*What is being asked*:
Say how many lines of the listing below hold the word "outlet". Give only that number.
──────── Data for the task
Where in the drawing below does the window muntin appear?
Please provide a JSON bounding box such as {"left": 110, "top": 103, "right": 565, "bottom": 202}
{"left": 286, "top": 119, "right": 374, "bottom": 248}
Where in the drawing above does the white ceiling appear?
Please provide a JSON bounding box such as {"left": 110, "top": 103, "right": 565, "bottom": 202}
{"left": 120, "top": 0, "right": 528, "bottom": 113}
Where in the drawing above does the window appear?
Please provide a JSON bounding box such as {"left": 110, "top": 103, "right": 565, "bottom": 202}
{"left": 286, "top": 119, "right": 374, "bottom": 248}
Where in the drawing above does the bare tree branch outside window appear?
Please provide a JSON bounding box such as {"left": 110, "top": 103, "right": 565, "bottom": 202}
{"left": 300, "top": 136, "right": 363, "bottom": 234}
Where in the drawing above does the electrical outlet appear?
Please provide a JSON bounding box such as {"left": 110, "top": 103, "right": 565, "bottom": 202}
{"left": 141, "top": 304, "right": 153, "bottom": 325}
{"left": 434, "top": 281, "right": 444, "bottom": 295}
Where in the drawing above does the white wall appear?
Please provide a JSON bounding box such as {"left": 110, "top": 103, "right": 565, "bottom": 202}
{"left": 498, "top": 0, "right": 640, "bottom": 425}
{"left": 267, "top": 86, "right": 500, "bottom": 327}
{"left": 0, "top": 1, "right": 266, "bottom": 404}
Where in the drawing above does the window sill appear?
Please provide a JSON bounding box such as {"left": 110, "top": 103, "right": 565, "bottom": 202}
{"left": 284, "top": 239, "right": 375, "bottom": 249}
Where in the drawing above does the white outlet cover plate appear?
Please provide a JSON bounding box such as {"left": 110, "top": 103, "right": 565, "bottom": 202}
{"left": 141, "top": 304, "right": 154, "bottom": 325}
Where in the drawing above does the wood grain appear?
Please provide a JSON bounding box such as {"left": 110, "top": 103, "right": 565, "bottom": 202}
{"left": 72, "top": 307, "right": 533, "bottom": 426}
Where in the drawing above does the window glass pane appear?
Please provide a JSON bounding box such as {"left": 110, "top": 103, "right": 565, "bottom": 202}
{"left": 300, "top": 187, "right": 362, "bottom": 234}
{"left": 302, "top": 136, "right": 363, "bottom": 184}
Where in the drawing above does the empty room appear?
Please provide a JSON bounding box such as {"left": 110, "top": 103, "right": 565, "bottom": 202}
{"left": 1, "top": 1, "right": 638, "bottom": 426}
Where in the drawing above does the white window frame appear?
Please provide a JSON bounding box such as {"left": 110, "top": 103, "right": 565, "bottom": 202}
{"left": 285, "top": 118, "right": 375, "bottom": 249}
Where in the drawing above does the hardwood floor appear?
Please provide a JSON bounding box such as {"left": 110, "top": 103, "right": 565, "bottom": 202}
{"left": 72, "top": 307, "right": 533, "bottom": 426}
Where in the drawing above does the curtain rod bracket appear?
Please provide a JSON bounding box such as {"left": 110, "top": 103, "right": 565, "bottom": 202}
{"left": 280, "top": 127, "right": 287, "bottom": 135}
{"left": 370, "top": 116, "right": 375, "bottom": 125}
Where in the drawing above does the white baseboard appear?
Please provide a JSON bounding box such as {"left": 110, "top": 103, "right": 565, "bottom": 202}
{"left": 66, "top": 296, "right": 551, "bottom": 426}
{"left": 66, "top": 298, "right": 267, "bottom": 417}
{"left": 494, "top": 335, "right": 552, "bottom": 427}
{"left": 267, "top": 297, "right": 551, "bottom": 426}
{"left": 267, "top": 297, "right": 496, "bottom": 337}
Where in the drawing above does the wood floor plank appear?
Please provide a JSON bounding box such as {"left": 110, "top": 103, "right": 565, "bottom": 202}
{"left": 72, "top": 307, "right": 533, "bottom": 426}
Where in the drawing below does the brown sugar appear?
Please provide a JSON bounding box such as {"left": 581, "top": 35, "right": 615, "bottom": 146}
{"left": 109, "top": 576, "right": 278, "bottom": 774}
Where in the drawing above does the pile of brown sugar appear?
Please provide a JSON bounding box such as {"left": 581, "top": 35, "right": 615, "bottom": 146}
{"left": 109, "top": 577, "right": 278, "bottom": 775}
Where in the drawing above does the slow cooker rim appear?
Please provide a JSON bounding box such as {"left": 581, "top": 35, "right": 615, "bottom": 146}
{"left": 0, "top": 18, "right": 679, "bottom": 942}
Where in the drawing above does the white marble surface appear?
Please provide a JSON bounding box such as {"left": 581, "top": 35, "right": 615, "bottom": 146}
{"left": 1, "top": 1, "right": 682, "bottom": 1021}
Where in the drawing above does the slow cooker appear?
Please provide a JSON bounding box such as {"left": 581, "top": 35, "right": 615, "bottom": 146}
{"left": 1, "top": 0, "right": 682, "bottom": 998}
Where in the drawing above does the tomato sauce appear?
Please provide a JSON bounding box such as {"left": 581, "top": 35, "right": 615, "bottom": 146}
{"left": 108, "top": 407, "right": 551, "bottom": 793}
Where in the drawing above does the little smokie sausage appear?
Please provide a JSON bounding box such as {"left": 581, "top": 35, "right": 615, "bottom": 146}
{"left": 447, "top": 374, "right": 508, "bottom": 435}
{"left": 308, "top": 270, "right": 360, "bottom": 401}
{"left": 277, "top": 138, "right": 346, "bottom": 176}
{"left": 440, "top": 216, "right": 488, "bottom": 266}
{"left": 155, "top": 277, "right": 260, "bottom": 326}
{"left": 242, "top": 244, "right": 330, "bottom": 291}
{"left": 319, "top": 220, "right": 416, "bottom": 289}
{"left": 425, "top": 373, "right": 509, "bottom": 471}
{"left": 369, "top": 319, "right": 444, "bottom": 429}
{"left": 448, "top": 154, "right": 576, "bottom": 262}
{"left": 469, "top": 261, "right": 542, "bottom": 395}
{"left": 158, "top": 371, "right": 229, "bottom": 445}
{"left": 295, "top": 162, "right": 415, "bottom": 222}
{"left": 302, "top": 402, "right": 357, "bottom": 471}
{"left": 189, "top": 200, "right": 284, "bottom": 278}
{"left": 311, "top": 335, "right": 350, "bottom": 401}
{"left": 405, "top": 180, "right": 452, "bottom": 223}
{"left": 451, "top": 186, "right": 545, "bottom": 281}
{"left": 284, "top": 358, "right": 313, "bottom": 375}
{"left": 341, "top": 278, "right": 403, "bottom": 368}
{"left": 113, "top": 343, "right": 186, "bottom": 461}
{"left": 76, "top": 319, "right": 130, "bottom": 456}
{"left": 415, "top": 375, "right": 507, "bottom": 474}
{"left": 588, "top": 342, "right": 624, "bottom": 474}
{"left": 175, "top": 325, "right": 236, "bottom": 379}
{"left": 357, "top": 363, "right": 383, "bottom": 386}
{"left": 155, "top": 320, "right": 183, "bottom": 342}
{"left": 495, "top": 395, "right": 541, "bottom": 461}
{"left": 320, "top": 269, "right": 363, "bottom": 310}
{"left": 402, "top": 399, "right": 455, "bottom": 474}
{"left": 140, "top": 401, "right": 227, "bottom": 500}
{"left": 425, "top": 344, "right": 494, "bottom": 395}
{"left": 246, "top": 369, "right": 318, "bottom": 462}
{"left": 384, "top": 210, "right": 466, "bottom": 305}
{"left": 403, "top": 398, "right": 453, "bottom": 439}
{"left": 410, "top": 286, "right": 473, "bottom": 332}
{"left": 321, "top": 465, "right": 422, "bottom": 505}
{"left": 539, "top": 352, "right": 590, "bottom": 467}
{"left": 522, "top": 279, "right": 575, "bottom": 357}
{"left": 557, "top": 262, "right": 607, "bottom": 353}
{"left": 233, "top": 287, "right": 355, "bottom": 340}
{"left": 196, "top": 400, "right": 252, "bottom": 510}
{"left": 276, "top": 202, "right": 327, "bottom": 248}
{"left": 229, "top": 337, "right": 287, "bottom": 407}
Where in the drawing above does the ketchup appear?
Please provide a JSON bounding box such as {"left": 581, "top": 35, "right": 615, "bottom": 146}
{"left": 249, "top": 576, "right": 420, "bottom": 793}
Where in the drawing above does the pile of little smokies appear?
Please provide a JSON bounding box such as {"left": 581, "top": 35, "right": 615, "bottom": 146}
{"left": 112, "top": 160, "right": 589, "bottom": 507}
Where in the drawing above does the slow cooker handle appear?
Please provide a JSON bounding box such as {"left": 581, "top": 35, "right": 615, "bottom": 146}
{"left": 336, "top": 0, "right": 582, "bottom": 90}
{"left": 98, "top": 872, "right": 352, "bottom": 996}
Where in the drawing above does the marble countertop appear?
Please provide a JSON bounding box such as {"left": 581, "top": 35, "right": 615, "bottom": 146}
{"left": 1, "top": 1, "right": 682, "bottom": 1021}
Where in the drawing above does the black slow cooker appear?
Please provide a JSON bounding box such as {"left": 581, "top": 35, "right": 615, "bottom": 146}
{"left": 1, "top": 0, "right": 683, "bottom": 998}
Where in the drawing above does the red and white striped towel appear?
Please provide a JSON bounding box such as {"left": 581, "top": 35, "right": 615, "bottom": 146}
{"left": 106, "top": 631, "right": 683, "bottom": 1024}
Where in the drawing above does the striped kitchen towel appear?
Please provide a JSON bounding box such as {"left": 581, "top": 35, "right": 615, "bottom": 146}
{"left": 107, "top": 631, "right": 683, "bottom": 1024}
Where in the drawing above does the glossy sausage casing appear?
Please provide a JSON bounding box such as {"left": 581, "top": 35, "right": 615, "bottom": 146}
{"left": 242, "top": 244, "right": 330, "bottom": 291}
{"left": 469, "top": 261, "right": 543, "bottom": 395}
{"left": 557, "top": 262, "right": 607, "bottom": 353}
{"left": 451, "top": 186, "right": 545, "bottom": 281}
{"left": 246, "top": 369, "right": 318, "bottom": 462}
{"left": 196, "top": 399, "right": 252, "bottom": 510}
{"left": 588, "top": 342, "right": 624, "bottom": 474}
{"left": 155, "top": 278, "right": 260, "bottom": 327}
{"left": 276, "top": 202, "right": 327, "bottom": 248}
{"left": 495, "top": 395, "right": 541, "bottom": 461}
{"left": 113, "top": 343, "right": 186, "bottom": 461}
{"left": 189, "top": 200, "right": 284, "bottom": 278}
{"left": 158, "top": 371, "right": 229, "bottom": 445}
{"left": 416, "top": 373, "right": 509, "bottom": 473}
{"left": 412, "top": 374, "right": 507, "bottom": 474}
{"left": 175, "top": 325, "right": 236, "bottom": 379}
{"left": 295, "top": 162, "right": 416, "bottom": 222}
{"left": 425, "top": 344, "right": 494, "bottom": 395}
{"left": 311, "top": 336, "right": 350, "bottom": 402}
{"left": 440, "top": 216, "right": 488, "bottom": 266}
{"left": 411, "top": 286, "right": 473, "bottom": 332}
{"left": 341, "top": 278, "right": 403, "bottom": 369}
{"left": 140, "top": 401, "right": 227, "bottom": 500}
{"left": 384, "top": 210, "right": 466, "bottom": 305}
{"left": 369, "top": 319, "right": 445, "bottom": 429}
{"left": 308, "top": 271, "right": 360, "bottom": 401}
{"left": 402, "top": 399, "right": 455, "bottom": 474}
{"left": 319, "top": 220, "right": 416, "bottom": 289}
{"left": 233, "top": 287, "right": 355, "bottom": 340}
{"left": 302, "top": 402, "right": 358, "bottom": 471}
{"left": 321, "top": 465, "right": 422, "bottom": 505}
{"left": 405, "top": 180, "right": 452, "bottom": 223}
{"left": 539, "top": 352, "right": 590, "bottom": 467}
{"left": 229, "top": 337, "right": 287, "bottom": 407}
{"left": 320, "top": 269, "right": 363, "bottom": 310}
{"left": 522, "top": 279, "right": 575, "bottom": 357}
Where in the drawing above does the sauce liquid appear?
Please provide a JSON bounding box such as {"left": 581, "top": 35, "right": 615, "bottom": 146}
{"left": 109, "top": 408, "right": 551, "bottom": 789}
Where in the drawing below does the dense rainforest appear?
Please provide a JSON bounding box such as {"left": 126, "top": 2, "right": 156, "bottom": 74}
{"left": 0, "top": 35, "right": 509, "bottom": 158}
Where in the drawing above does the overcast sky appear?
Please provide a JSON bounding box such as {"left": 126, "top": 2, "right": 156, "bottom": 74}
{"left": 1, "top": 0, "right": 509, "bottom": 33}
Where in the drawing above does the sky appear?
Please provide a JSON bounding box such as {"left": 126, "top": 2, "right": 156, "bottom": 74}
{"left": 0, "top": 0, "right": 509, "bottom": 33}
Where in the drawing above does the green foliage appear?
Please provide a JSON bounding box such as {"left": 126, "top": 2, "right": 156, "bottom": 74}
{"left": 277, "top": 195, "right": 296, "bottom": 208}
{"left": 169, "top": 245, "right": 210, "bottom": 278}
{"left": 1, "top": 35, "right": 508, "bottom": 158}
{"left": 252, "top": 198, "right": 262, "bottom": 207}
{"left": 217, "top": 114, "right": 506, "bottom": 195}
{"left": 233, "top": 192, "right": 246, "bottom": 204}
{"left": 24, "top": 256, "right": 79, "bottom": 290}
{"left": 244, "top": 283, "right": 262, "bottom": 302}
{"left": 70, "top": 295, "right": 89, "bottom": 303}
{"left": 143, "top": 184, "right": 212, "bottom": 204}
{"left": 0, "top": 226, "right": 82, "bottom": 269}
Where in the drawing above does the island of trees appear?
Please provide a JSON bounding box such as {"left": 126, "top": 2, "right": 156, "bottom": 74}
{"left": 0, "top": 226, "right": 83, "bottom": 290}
────────────────
*Output*:
2